Material for this exercise
....

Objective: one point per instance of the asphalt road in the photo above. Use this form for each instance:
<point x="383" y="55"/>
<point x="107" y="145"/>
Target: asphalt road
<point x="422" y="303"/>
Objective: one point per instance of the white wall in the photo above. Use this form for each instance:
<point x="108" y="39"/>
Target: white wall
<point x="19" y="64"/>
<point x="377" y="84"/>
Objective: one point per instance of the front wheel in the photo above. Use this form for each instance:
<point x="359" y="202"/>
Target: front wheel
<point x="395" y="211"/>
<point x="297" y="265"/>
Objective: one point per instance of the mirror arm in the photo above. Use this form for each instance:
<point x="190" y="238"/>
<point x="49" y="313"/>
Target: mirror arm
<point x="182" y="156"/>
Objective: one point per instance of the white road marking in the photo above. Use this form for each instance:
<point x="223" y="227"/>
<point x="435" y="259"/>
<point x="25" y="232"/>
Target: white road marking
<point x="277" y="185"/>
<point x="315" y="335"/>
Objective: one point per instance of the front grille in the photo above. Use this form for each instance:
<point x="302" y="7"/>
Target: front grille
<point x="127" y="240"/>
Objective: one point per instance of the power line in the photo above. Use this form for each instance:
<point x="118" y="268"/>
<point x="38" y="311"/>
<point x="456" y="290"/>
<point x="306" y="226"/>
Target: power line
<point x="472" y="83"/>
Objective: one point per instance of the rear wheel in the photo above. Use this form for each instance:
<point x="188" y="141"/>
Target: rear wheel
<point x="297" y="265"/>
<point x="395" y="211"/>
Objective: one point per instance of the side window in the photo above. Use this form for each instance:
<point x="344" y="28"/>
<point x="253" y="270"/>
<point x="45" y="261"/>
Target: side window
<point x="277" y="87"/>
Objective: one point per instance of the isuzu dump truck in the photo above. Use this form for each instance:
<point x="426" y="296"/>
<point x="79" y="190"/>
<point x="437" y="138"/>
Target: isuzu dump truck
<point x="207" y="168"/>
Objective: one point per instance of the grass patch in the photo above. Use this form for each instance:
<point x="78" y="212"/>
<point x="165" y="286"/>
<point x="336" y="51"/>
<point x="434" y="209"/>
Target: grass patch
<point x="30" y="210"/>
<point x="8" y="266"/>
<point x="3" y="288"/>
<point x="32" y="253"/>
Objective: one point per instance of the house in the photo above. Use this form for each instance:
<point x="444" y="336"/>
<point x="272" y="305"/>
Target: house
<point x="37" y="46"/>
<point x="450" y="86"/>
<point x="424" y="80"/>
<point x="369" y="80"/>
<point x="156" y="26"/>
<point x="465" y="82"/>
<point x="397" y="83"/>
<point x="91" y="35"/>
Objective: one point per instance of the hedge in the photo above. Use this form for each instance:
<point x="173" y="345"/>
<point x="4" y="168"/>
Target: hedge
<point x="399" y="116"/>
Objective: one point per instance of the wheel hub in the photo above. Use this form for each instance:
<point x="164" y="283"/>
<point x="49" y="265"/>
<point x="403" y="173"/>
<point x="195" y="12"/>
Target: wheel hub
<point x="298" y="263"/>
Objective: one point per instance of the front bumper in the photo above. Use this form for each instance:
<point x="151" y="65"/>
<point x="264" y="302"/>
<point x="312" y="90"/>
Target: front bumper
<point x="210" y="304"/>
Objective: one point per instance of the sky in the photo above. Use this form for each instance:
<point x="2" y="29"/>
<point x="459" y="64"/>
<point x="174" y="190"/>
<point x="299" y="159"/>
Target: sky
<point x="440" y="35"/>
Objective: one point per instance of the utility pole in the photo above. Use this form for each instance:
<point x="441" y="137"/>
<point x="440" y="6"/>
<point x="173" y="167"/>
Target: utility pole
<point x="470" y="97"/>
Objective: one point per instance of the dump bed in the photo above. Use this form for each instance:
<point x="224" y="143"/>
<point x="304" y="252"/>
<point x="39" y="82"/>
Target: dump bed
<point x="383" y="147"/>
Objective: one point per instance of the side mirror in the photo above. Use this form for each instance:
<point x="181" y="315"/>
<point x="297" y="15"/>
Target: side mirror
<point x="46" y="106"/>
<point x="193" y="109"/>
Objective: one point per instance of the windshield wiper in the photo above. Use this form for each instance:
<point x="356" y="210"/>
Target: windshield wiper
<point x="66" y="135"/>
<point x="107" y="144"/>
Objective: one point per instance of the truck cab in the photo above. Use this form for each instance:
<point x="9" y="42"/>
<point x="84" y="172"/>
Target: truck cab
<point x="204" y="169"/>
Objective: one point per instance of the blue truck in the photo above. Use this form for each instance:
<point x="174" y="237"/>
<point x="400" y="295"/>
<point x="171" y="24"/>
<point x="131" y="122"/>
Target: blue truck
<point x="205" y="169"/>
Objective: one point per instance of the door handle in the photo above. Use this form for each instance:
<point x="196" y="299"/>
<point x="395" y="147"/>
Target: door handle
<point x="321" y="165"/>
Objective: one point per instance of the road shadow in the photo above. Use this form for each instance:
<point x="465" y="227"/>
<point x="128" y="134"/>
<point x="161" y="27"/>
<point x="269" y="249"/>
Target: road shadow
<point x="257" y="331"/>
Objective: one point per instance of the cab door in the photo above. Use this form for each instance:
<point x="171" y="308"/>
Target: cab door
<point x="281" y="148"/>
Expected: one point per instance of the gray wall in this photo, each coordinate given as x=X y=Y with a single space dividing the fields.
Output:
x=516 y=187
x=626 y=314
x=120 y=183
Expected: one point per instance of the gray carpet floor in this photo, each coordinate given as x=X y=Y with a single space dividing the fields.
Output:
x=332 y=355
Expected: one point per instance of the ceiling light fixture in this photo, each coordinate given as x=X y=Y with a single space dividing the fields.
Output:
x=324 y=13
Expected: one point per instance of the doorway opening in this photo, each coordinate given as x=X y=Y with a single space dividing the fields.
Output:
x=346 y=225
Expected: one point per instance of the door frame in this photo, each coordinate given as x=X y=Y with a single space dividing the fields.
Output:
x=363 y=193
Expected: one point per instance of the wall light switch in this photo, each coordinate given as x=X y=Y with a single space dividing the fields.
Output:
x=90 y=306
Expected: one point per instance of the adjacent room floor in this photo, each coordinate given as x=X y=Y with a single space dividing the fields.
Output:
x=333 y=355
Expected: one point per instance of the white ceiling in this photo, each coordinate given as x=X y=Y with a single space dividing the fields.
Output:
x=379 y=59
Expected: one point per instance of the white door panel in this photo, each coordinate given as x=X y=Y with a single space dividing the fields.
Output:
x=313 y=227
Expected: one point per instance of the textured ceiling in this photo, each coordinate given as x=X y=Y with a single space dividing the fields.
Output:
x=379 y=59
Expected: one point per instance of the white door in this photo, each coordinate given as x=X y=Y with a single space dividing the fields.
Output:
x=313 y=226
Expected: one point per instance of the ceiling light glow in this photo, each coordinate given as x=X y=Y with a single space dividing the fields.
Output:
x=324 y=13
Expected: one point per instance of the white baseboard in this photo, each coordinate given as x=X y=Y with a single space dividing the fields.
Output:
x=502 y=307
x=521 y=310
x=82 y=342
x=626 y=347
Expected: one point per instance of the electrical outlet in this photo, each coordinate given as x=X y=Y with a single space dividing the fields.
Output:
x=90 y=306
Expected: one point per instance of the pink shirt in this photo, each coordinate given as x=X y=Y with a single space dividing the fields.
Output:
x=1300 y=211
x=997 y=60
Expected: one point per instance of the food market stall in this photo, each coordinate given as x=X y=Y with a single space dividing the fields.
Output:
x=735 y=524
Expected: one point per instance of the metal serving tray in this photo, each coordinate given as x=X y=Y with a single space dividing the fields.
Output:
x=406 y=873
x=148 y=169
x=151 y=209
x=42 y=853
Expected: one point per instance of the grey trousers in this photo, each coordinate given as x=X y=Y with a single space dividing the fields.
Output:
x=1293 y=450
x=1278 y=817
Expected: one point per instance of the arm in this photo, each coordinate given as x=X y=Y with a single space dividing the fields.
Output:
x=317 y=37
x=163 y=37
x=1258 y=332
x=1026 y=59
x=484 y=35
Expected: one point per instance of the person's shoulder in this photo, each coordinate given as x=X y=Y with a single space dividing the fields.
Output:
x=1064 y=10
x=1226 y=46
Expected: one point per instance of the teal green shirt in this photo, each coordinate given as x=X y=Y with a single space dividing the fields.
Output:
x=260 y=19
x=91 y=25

....

Instructions for the task
Repeat only the stretch of lines starting at the one containing "Expected: one point per instance of the pink" and running to the final line of the entries above.

Complete response
Expected: one point per instance of the pink shirt in this photo, each coordinate given as x=X y=Y with a single space dividing the fields.
Output:
x=1300 y=211
x=997 y=60
Expected: one point per instance of the food market stall in this photo, each coordinate given as x=X y=Y with a single space dividing the fields.
Output:
x=735 y=524
Expected: one point per instance of the metal serving tray in this photo, each coordinate given as x=X y=Y with a single space dividing the fields.
Output:
x=406 y=873
x=148 y=169
x=151 y=209
x=42 y=853
Expected: one point per instance of the grey trousers in this photo, each coordinate given as x=X y=Y with a single space dividing the fields.
Output:
x=1293 y=450
x=1278 y=817
Expected: one point per instance of the arm in this photo, each coordinate given as x=X y=Y with a single space dividing the fields.
Output:
x=317 y=37
x=163 y=37
x=1258 y=332
x=1026 y=59
x=484 y=35
Expected: one point per instance of the person's shoulder in this photo, each coordinate given as x=X y=Y with a single space dividing the fields.
Output:
x=1064 y=10
x=1226 y=46
Expected: one point per instance of the teal green shirt in this photo, each coordinate given as x=X y=Y with a single space dividing the fields.
Output:
x=260 y=19
x=91 y=25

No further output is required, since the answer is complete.